To do: Reproduce each line of the listing exactly.

Data extracted from a collection:
___

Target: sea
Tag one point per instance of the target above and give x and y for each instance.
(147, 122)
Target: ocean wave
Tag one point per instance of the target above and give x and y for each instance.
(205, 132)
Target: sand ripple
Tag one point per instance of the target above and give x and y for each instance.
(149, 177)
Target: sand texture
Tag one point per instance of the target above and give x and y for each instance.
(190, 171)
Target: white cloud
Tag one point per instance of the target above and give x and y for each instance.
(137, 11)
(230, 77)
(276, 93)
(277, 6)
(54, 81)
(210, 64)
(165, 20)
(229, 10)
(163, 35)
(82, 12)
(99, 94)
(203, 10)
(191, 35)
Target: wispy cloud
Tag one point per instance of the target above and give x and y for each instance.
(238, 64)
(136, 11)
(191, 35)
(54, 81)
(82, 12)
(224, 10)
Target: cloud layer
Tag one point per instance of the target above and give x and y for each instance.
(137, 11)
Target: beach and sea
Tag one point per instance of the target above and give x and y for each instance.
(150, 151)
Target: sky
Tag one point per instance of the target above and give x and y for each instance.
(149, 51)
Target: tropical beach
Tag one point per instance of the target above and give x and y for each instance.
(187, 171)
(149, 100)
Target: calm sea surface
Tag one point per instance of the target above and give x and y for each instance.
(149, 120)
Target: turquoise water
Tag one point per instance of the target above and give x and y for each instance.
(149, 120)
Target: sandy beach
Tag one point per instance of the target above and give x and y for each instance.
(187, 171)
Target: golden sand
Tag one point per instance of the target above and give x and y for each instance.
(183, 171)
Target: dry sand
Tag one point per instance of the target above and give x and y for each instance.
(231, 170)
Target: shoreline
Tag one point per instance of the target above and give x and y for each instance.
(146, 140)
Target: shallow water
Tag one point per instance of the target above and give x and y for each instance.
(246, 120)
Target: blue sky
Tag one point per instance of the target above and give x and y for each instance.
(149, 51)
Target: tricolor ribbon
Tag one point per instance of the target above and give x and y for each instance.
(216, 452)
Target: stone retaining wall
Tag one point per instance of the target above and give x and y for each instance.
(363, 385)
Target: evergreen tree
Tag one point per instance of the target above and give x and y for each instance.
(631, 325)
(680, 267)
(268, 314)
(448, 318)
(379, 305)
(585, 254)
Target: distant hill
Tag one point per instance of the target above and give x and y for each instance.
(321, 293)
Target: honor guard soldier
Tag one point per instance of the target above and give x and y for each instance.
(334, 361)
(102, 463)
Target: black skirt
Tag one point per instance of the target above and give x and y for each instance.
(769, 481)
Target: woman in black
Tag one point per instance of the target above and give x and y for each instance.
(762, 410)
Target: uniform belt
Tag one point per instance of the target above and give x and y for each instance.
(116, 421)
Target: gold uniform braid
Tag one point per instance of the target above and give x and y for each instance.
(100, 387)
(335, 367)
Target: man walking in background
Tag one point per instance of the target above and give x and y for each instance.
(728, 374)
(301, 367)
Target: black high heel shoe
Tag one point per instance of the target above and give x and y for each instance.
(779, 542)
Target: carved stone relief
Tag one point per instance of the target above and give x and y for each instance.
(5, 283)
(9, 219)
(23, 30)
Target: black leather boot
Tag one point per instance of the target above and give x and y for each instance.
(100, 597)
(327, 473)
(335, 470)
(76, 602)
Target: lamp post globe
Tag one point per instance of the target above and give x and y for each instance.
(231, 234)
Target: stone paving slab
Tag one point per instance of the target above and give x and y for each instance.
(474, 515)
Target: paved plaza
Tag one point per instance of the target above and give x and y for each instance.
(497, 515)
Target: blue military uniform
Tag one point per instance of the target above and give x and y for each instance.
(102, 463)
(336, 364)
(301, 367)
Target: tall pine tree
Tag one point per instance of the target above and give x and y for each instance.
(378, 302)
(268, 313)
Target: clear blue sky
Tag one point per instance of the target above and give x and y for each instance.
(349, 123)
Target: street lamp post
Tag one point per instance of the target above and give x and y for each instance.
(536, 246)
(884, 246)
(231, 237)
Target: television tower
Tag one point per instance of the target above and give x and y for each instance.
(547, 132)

___

Written answer:
Target: sea
Tag one point per instance of the target above and give x and y for each instance.
(147, 122)
Target: ocean wave
Tag one point per instance of the target above and give x and y for each instance.
(205, 132)
Target: sand ripple
Tag one point per instance of the target above and give x and y for each instance.
(149, 177)
Target: sand texture
Tag one point per instance of the target above and give x and y for each instance.
(190, 171)
Target: white cloud
Tag one point per instance of the target above and give x and y for each instance.
(137, 11)
(230, 77)
(276, 93)
(277, 6)
(54, 81)
(210, 64)
(165, 20)
(229, 10)
(163, 35)
(82, 12)
(99, 94)
(203, 10)
(191, 35)
Target: wispy cloud
Tag one point per instance of the target above and give x and y for each instance.
(238, 64)
(136, 11)
(191, 35)
(54, 81)
(82, 12)
(224, 10)
Target: cloud layer
Tag one point per instance of the target above and give x and y for each instance.
(137, 11)
Target: beach and sea
Tag one point per instance of the target above and give x and y for each instance.
(150, 151)
Target: sky
Tag one point per instance of the target above and give x and y for each instance.
(149, 51)
Target: tropical beach
Tag one point per instance of the target above and give x and y for each instance.
(187, 171)
(149, 100)
Target: calm sea surface
Tag one point per instance of the target above and give x and y for each instance.
(149, 120)
Target: turquoise water
Tag one point per instance of the target above and give x and y for each instance.
(149, 120)
Target: sandy beach
Tag one point per instance of the target above and give x and y for each instance.
(187, 171)
Target: golden sand
Tag one point per instance of the target above and give x and y for each instance.
(183, 171)
Target: dry sand
Tag one point per instance of the target above and give x and y for each instance.
(231, 170)
Target: shoreline
Tag one point per instance of the target above and give x and y for each instance.
(146, 140)
Target: shallow water
Tag one point per instance of the target above and give x and y for each instance.
(246, 120)
Target: blue sky
Tag one point per instance of the target above and give x and y for each instance.
(149, 51)
Target: tricolor ribbon
Tag one point per instance of the target above and give x and y for each instance.
(216, 452)
Target: stone retaining wall
Tag one point per instance of the target above and give x and y for each instance.
(363, 385)
Target: evergreen tree
Tag one point per instance of the target above and give x and y for each instance.
(631, 325)
(680, 267)
(268, 314)
(448, 318)
(379, 305)
(585, 254)
Target: distant hill
Tag one point per instance of the target above and give x and y for each instance.
(321, 293)
Target: honor guard soldier
Tag one point per instance of the target above and give x and y for each instance.
(334, 361)
(102, 463)
Target: black skirt
Tag one point per instance of the target above and give x and y for each instance.
(769, 481)
Target: woman in black
Tag one point per instance of the target above and give x and y for each instance.
(762, 410)
Target: uniform belt
Tag one point per instance of the target above and give x and y for each instance.
(116, 421)
Target: gold uniform braid
Tag one point per instance of the target above and give x and y for each instance.
(100, 387)
(335, 367)
Target: man walking in background
Tag one point per instance of the target above and give x and y for each instance.
(728, 374)
(301, 367)
Target: black high heel shoe
Tag one point per instance of the target above and give x and y for each instance.
(779, 542)
Target: carved stone relief
Tag one point per instance of the target above and give x and y for each instance.
(5, 283)
(9, 219)
(23, 30)
Target: black leather boot
Tag one point per instance of the target above and give x and y for each instance.
(100, 597)
(327, 473)
(335, 470)
(76, 602)
Target: lamp post globe
Tag one point per instance of the target above and give x and y for each instance.
(231, 234)
Target: stone paving slab
Tag one point per instance of the target above and give x and y for each instance.
(474, 515)
Target: paved plaza
Tag one point per instance of the target above and give x and y for each instance.
(497, 515)
Target: blue military uniform
Tag one point per instance of the target above and give x and y for each instance.
(102, 463)
(336, 364)
(301, 367)
Target: tall pine tree
Tag one point per instance of the target above and give x and y for each instance.
(378, 302)
(268, 313)
Target: clear blue sky
Tag one point per instance of the target above and give x and y for each instance.
(349, 123)
Target: street lamp post
Tag one point per instance of the target above and give x and y for each instance.
(536, 246)
(884, 246)
(231, 237)
Target: television tower
Tag one point per instance of the target above and give x and y for each instance.
(547, 132)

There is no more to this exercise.